— begin —

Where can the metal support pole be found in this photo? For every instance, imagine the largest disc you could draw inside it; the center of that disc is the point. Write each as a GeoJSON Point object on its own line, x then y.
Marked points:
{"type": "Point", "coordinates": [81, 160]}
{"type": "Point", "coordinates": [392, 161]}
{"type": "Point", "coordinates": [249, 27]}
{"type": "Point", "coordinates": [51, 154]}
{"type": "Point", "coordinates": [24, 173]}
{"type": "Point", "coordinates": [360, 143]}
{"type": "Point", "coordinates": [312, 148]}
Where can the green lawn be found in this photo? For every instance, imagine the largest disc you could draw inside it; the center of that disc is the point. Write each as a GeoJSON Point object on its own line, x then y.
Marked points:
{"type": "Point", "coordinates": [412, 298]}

— end —

- What you will do: All of the material must be reproduced exactly.

- Solution to this task:
Where can the metal support pole be found in this photo? For every instance, imagine the largest disc you could draw inside it; the center of that disc is the point. Write each as a GeoJSON Point object on its own line, x then y.
Marked points:
{"type": "Point", "coordinates": [81, 160]}
{"type": "Point", "coordinates": [392, 161]}
{"type": "Point", "coordinates": [249, 27]}
{"type": "Point", "coordinates": [51, 154]}
{"type": "Point", "coordinates": [24, 173]}
{"type": "Point", "coordinates": [360, 143]}
{"type": "Point", "coordinates": [312, 148]}
Where can the green lawn be found in this photo? For every instance, imagine the largest disc you could draw inside it; the center of that disc is the point. Write each as a GeoJSON Point object on its own line, x then y.
Marked points:
{"type": "Point", "coordinates": [412, 298]}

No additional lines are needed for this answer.